> **What is expected**
When you restate the records, do so word for word and omit any picture they contain.

(Point-per-instance localization data)
______________________________

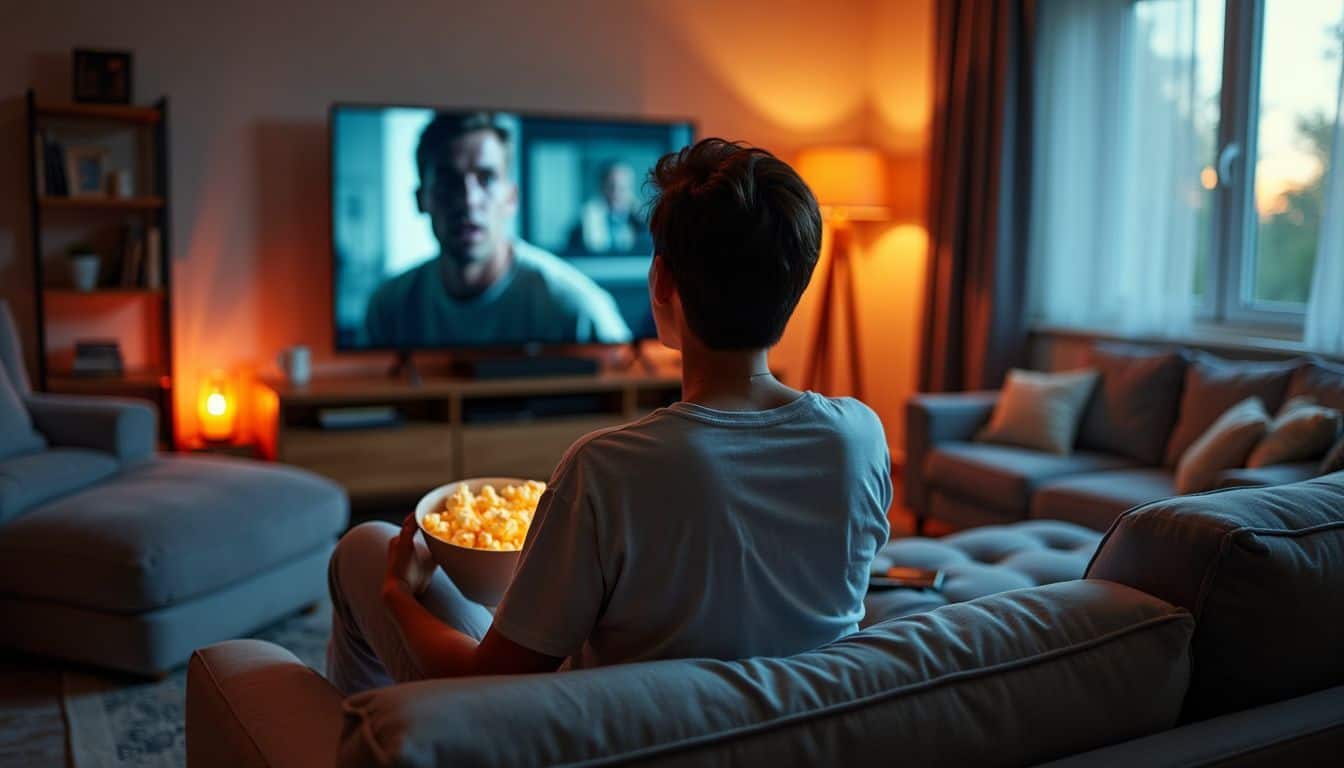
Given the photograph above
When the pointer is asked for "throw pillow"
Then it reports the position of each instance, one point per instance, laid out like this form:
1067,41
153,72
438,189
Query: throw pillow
1040,410
1333,460
1303,431
1133,409
1225,445
16,433
1320,379
1214,385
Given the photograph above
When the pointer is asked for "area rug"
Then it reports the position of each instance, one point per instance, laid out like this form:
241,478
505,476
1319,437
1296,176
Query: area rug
118,722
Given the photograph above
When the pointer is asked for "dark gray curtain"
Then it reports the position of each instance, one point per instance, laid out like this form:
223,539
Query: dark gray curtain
975,327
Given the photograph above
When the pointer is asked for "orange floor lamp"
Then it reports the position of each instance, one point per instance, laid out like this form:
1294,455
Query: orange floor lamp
851,184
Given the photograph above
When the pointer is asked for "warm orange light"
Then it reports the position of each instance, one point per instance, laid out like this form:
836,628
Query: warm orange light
850,182
217,410
1208,178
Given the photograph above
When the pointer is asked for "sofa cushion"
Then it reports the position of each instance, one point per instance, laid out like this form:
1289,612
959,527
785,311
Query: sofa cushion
1333,460
1225,445
16,432
34,478
1214,385
1262,569
1035,673
168,530
1321,381
1272,475
1040,410
1096,499
983,561
1135,406
1003,476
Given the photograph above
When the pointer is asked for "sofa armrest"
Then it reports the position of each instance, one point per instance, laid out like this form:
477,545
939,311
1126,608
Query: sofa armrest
933,418
254,704
124,428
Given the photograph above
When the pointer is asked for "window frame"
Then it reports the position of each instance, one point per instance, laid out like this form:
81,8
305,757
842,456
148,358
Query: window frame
1233,249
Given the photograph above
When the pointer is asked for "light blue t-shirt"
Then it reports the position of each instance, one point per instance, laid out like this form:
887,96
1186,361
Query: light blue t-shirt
540,299
699,533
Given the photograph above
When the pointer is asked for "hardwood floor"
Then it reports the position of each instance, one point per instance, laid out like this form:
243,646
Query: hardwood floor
32,726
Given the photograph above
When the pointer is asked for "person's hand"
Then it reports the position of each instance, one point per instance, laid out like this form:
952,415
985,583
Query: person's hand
409,561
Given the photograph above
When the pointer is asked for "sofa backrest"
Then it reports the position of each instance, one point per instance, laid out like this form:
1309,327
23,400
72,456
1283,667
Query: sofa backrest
1014,678
1262,570
11,353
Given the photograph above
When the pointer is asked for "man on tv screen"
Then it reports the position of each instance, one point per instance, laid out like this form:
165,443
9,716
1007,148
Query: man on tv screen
485,287
610,222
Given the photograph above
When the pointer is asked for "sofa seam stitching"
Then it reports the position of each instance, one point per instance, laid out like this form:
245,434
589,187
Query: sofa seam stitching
840,708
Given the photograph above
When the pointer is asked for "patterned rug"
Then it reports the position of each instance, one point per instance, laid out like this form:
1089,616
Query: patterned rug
116,721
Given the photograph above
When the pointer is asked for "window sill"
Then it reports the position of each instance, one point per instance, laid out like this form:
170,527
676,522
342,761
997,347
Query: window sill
1260,342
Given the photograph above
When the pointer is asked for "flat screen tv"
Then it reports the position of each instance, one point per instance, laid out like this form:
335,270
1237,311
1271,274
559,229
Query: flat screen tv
471,229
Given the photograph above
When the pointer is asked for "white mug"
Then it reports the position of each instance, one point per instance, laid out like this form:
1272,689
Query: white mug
297,363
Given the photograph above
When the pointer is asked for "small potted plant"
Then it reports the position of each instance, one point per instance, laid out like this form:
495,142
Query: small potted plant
84,266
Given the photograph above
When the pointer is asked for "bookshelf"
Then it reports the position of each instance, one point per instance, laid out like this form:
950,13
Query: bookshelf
135,265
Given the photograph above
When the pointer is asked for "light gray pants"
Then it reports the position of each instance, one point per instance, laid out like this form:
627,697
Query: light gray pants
366,648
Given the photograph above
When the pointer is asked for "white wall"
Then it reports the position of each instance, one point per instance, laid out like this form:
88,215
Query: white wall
249,85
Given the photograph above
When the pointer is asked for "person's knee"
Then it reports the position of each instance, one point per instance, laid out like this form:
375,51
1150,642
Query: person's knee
360,544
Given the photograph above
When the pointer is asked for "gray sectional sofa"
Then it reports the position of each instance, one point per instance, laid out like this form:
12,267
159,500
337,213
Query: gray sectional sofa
1200,635
1149,405
117,556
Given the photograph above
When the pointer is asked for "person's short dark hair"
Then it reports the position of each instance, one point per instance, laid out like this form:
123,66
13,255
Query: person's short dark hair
741,234
449,125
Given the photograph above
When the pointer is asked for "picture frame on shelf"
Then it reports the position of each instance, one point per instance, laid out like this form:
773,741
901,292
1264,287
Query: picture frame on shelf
86,171
101,77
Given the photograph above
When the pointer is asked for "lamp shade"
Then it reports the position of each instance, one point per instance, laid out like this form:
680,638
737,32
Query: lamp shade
850,182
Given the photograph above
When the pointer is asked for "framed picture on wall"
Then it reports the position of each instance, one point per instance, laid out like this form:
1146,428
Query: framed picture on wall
101,77
86,170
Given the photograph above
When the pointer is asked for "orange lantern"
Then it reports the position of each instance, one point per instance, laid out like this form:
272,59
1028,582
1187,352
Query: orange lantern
217,408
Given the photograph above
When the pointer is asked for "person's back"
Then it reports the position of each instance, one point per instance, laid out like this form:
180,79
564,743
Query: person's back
738,522
708,534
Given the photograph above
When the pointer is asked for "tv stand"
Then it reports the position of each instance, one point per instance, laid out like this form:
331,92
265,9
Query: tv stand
530,366
449,428
405,365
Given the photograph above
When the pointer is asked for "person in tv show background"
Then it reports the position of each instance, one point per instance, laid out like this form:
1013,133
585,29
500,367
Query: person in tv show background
610,222
485,287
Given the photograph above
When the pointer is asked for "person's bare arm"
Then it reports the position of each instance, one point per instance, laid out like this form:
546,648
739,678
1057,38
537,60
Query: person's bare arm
438,650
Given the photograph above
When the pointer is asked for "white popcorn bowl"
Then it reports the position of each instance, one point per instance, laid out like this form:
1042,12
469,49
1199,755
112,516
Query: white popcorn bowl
481,574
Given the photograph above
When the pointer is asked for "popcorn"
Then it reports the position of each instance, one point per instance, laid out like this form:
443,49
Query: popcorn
489,519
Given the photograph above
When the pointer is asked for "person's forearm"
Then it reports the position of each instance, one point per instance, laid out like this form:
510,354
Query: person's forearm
437,650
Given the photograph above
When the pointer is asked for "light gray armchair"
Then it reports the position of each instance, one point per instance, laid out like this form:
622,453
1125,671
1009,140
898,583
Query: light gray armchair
117,556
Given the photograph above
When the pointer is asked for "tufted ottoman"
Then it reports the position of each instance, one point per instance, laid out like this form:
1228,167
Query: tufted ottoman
983,561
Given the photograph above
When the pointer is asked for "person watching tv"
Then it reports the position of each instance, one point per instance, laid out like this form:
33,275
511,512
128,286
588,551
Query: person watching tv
485,285
738,522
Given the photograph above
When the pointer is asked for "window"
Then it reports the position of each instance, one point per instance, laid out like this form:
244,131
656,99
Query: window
1293,123
1180,156
1268,77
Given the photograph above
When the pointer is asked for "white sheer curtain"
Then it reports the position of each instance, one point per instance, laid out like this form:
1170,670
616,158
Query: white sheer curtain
1116,162
1324,330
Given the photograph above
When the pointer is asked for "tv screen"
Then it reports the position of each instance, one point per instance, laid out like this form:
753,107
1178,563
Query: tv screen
491,229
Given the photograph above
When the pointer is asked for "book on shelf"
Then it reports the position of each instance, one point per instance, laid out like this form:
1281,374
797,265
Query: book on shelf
53,172
132,254
153,258
98,358
39,163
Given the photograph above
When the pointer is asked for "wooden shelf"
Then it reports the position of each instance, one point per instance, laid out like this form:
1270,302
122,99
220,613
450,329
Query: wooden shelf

______________________________

> **Written solution**
Given the photograph above
When the pointer is asked for "throw pillow"
Then it reports the position of each instance, one point per instance, laid out like this form:
1067,41
153,72
438,189
Query: throw pillow
1040,410
1333,460
1303,431
1133,409
1225,445
16,433
1320,379
1214,385
Given the photograph above
When the pointer is asked for "area rug"
Then it reports the position of each instance, one point per instance, laid out like this form:
241,478
505,476
1319,437
1296,176
Query: area rug
118,722
Given the photograph above
When the pointer is asked for "dark gray curtain"
Then it reports the position of each instance, one point per instance, laid out like this form:
223,539
Query: dark gray curtain
975,327
Given the photograph above
When the pointer is asked for "orange floor lamp"
Then it reports the position of each instance, one point per instance, laid out like this form:
1294,455
Query: orange floor lamp
851,184
Given the photograph above
When the pointer is asked for "warm orange light"
Then it reports the position of each instance, one point per instance, laid out like this form:
836,628
Query: warm orange light
850,182
217,410
1208,178
Given the photograph above
When the pointer is asked for "sofa cushion"
Then it reports the position of each instance, one point per instance, laid out like this form:
1289,612
959,527
785,311
Query: sofa cushion
1333,460
1225,445
16,432
34,478
1214,385
1262,569
1035,673
168,530
1321,381
1272,475
1040,410
1096,499
983,561
1135,406
1003,476
Given the photograph above
When the pointer is asked for "sofa armrest"
Then it reports the position of each instance, one point per instance, laid out like this form:
477,545
939,311
1126,608
Query: sofa armrest
933,418
254,704
124,428
Given the photograph above
When the pointer is asked for "window frame"
Then it reports the position of each instance, one point per instance, laid out like this form:
81,8
305,757
842,456
148,358
Query: window frame
1233,249
Given the photograph above
When the pointer is asked for "light blue t-shirt"
Then it reports the position of each instance, one point per instance, laid out like this form:
887,96
1186,361
Query: light blue t-shirt
540,299
699,533
Given the photograph above
When the pointer is asked for "hardwood floor"
Then it reports the position of each instance, one point per instance, laid out like this form:
243,646
Query: hardwood floor
32,726
Given the photograph above
When the pointer is asked for "person's hand"
Then it reports the position of each instance, one point per instance, laid out like this form:
952,415
985,583
Query: person's hand
409,561
Given the photograph above
When the pointer is asked for "sofa backrest"
Then it reports the position of each instance, one point per instance, laid out like this form:
1309,327
23,400
72,456
1283,667
Query: sofa backrest
1014,678
1262,570
11,353
Given the photograph above
When the pointer is asked for "man on tv screen"
Then it reports the position of each instance, one point per instance, laid out like this form:
165,443
9,716
1007,148
Query: man on tv screen
485,287
610,222
Given the photograph above
When the pointer is asked for "sofa seam stitching"
Then it reports the position of each instance, one point per instance, laid out like this form:
245,434
589,187
Query: sofa seam stitching
840,708
Given the photograph above
When the pointer is asked for "patterned rug"
Then it reports the position of each instance, one point per instance, laid out like this form:
1089,616
Query: patterned rug
116,721
Given the photograph above
When the pointer is asked for "window sill"
Then it reports the position of each instance, one point per instance, laid out like this form:
170,527
676,522
342,761
997,347
Query: window sill
1260,342
Given the photograph above
When the pointer is asked for "flat screen tv"
Then it reports the position of each instance, one point per instance, laid out like this form:
335,270
1237,311
1271,274
559,229
Query: flat screen tv
471,229
Given the photograph above
When the pointer is asked for "white mug"
Then it reports the position of each instance, one point per instance, laid out like this form:
1272,689
Query: white mug
297,363
Given the photograph above
When the pointer is asked for "small potted plant"
Then it reports the position of each instance, one point per instance, laid out like this form:
495,142
Query: small potted plant
84,266
Given the photograph above
When the pointer is asked for "bookshelf"
Then it reports the position of each instance, one point per instance, laid out like this form:
950,13
Query: bookshelf
135,265
Given the photograph above
When the pointer is asked for "light gray pants"
Then it reports the position of each instance, one point per instance, laid out like this form:
627,697
Query: light gray pants
366,648
Given the photograph above
When the pointer is asked for "white wall"
Then it reports the position of each instance, one point per instance, laid out like this form:
88,215
Query: white wall
249,85
Given the photograph above
When the pointer is asked for "person's knee"
Then it reports the position of each instance, one point per instance, laid out like this form:
375,51
1150,642
Query: person's knee
360,544
Given the photograph above
When the pointer is asked for "gray sectional sofa"
Then it reports the position of each instance, one point per instance, laid out like this form:
12,267
159,500
337,213
Query: gray sectional sofa
1200,635
1149,405
117,556
Given the photograph above
When the pointer is asked for "person's short dark hair"
Then it reports the position of each instance, one point per instance, laid out like this form:
123,66
13,255
Query: person's short dark hair
741,234
449,125
Given the photograph above
When the pointer is asked for "picture frame on shelf"
Then it reports the position of each instance, one point per instance, laid out like this form:
773,741
901,292
1264,287
Query: picture frame on shelf
86,171
101,77
Given the photograph above
When the pointer is asked for "lamp shade"
Then it reports the position of each instance, one point per instance, laid out like this form:
680,638
737,32
Query: lamp shade
850,182
Given the photograph above
When the pointer is asked for "framed picture on wall"
Then it reports the position of each instance, one point per instance, laid out like this form:
1146,428
Query: framed picture on wall
101,77
86,170
Given the photograph above
When the pointer is asked for "orange lantern"
Then it reports the position of each instance, one point per instance, laid out like this form:
272,59
1028,582
1187,352
Query: orange lantern
217,408
Given the photograph above
When the pointer is asked for "person's back"
Then it reports the position of each instance, one point per instance, laid out like this form:
180,79
564,743
Query: person's back
738,522
708,534
Given the photograph above
When the pointer is asked for "tv stand"
Then it reports the position of each instance, one point per instance, laid out like this form:
331,92
265,9
Query: tv stand
530,366
449,428
405,365
Given the photograph above
When the pointer is asked for "person in tv show background"
Then it reports the position of each instance, one point per instance, laid out like this form:
1013,133
585,29
500,367
Query: person in tv show background
610,222
485,287
Given the photograph above
When the pointer is asked for "person's bare arm"
Then it reports the position of each instance, one point per instance, laid out like this form:
546,648
739,678
1057,38
537,60
Query: person's bare arm
438,650
Given the photograph above
When the pointer is asked for "white popcorn bowl"
Then it reports the position of each instance, one point per instance, laid out like this form:
1042,12
469,49
1199,755
112,516
Query: white popcorn bowl
481,574
Given the photograph above
When the pointer is asked for "popcorn"
Then it reports the position of each instance, one point per instance, laid out like this form:
443,49
Query: popcorn
489,519
Given the photograph above
When the pointer is asked for "person's forearm"
Then it reports the position of each instance, one point per instance, laid out like this form:
510,354
Query: person's forearm
437,650
Given the photograph above
When the pointer is asked for "light gray armchair"
Then it reports the position of each instance, one point per instance, laid out like this form:
622,453
1125,671
1009,140
898,583
Query: light gray armchair
117,556
Given the photograph above
When the pointer is asked for "tufted ottoman"
Then it reports the position of each instance, one point per instance, laid out like this form:
1228,167
Query: tufted ottoman
983,561
Given the photograph above
When the pointer is asked for "person watching tv"
Then it reports the position of each instance, one point per instance, laid out like this form:
33,275
511,512
128,286
588,551
Query: person watching tv
485,285
738,522
Given the photograph above
When the pointer is asked for "window"
Then it reports the position of each instance, one point per instance, laid out like this form:
244,131
656,99
Query: window
1293,123
1180,156
1268,77
Given the photograph above
When the pointer is asked for "white sheer curtain"
Then it reports the position of each instance, one point per instance, laid out like this form:
1170,670
616,158
Query: white sheer curtain
1116,162
1324,330
Given the photograph above
When the pointer is asked for "tv screen"
Then it reports the position of each instance, one point per instance, laid out like this form:
753,107
1178,563
Query: tv screen
491,229
Given the photograph above
When the pointer is asked for "book on shelf"
Then it reports the position of each instance, one point per instance, laid out like this form:
1281,374
797,265
Query: book on shelf
53,172
132,254
153,258
98,358
39,163
Given the photograph above
When the pointer is asked for "wooden shelf"
Then it reports the position of each instance, one point per instance, laid out like this form:
1270,302
122,99
220,613
450,329
Query: wooden shelf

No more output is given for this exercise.